## begin PASSAGE SHOWN

In preparation for converting system call enter/exit instrumentation
into sleepable tracepoints, make sure that ftrace can handle registering
to such tracepoints by explicitly disabling preemption within the ftrace
tracepoint probes to respect the current expectations within ftrace ring
buffer code.

This change does not yet allow ftrace to take page faults per se within
its probe, but allows its existing probes to connect to sleepable
tracepoints.

## end PASSAGE SHOWN

> **WRITTEN PROBLEM A**:
Can you restate word for word the part of the ftrace passage that opens with the words "In preparation for" and closes with "buffer code."?
The listing is separate material with no connection to the ftrace passage.

## begin RECORDED DATA

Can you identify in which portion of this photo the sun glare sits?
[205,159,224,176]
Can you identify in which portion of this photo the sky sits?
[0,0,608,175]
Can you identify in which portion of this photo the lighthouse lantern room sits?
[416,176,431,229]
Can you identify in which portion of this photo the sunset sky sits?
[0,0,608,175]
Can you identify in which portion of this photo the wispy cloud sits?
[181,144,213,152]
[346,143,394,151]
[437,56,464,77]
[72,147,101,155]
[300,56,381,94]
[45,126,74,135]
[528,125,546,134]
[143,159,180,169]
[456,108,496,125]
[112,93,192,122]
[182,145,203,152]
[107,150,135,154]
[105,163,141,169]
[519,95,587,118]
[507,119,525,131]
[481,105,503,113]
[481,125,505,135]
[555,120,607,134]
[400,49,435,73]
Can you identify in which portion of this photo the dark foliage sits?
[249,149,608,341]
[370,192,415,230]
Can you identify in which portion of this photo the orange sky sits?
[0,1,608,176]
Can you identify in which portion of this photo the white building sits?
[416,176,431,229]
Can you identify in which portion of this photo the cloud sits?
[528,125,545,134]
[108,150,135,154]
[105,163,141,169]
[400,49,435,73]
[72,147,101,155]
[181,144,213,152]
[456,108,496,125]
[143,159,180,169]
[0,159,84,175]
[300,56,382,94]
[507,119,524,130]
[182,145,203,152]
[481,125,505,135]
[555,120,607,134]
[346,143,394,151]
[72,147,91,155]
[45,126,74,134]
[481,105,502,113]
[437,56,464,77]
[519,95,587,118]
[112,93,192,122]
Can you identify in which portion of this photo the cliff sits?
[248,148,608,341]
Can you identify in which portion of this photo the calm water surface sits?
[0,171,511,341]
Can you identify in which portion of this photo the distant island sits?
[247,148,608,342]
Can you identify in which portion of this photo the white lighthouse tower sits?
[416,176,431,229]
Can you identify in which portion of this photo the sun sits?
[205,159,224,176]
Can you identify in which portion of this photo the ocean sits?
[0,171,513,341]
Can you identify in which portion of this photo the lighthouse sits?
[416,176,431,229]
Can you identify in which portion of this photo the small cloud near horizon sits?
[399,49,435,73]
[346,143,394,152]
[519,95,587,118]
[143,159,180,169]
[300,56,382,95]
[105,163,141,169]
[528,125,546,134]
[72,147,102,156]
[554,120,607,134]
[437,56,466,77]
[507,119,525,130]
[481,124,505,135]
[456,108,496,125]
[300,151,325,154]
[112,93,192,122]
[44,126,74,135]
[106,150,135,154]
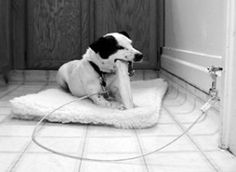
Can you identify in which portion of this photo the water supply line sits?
[31,66,223,162]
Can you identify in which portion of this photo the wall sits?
[161,0,226,91]
[0,0,10,80]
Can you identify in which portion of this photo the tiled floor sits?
[0,71,236,172]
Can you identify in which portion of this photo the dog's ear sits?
[90,36,118,59]
[119,31,130,39]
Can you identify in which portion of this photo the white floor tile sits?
[14,153,78,172]
[0,152,18,172]
[139,136,197,153]
[146,152,215,172]
[0,137,30,152]
[206,150,236,172]
[85,136,140,154]
[80,154,147,172]
[38,123,85,137]
[27,137,83,154]
[88,126,135,138]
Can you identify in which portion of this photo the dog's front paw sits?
[111,102,126,110]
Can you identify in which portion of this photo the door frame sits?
[220,0,236,154]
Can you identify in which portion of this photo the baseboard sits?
[161,47,222,92]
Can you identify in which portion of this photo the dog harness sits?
[89,61,107,88]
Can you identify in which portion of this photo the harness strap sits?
[89,61,106,87]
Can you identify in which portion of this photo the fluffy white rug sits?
[10,79,167,128]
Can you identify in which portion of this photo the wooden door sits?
[95,0,159,69]
[12,0,159,69]
[27,0,90,69]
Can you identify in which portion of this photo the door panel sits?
[95,0,159,69]
[25,0,159,69]
[27,0,88,69]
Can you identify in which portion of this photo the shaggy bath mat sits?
[10,79,167,128]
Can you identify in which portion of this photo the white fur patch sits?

## end RECORDED DATA

> **WRITTEN PROBLEM B**:
Can you quote the lines of the listing that open with the line containing "Can you identify in which portion of this photo the fluffy" and run through the end of the listing?

> **FULL SOLUTION A**:
In preparation for converting system call enter/exit instrumentation
into sleepable tracepoints, make sure that ftrace can handle registering
to such tracepoints by explicitly disabling preemption within the ftrace
tracepoint probes to respect the current expectations within ftrace ring
buffer code.

> **FULL SOLUTION B**:
Can you identify in which portion of this photo the fluffy white rug sits?
[10,79,167,128]
Can you identify in which portion of this photo the wooden door sits?
[95,0,159,69]
[12,0,159,69]
[27,0,90,69]
Can you identify in which portion of this photo the door panel sits?
[95,0,159,69]
[25,0,159,69]
[27,0,88,69]
Can you identify in which portion of this photo the shaggy bath mat sits?
[10,79,167,128]
Can you identify in which portion of this photo the white fur patch sits?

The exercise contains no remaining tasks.